| Texto fornecido |
╔══

RESULTADOS: A via biliar era dupla em sete enxertos (16,7%) e tripla em dois (4,8%) enxertos do lobo hepático direito. Nos demais, ela era única. O tipo de reconstituição mais comum foi a hepaticohepaticostomia única ou dupla (38 transplantes; 75%). Complicações biliares ocorreram em 21 pacientes (41,2%) e incluíram fístula biliar em 11 (21,6%), estenose biliar em seis (11,8%) e fístula com estenose em quatro (7,8%). O local da fístula foi na anastomose biliar em 11 pacientes (21,6%) e na superfície cruenta do fígado em quatro (7,8%). O tratamento consistiu de inserção de prótese biliar em oito, papilotomia em um, retransplante em dois que tinham trombose da artéria hepática e sutura do ducto em um. A fístula fechou com o tratamento conservador em três pacientes. A maioria dos pacientes com estenose biliar foi tratada com dilatação seguida da colocação de prótese biliar.

CONCLUSÕES: As complicações biliares são freqüentes após o transplante hepático intervivos e são associadas à elevada taxa de morbidade e mortalidade.

Descritores: Fístula biliar; Transplante de fígado; Complicações pós-operatórias.

╚══

| Dados de entrada |

╔══

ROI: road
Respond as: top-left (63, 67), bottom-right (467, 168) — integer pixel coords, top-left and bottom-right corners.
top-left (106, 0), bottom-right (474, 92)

╚══

| Perguntas |
A – No texto sobre complicações biliares no transplante hepático intervivos, qual foi o tipo de reconstituição biliar mais comum?
B – Dê continuidade ao texto sobre complicações biliares após o transplante hepático intervivos, a partir de sua última linha.

| Respostas |
A – A hepaticohepaticostomia única ou dupla, realizada em 38 transplantes (75%).

B –
ABSTRACT

BACKGROUND: Biliary reconstruction in living donor liver transplantation is associated with an elevated rate of complications. The objective of the present study is to present our experience with biliary complications following living donor liver transplantation and their treatment.

METHODS: Of a total of 300 hepatic transplantations, 51 (17%) were of living donors. All receptors had identical ABO blood group of the donors. Electronic charts of the receptors were evaluated to determine the presence and type of biliary tree anomalies, presence of vascular and biliary complications and technique and results of the treatment of the complications.

RESULTS: The biliary duct was double in 7 grafts (16.7%) and triple in 2 (4.8%) grafts of the right lobe. In the remaining, the duct was single. The most common reconstitution procedure was single or double hepaticohepaticostomy (n = 38; 75%). Biliary complications occurred in 21 patients (41.2%) and included biliary fistula in 11 (21.6%), biliary stenosis in 6 (11.8%), and fistula with stenosis in 4 (7.8%). The fistula was at the biliary anastomosis in 11 patients (21.6%) and at the liver surface in 4 (7.8%). Treatment consisted of biliary stent insertion in 8, papillotomy in 1, retransplantation in 2 who had hepatic artery thrombosis, and suture of the biliary duct in 1. Fistula closed with conservative treatment in 3 patients. Most biliary stenosis was treated with dilation followed by biliary stent insertion.

CONCLUSIONS: Biliary complications are frequent after living donor liver transplantation and they are associated with elevated rates of morbidity and mortality.

Key words: Biliary fistula; Liver transplantation; Postoperative complications.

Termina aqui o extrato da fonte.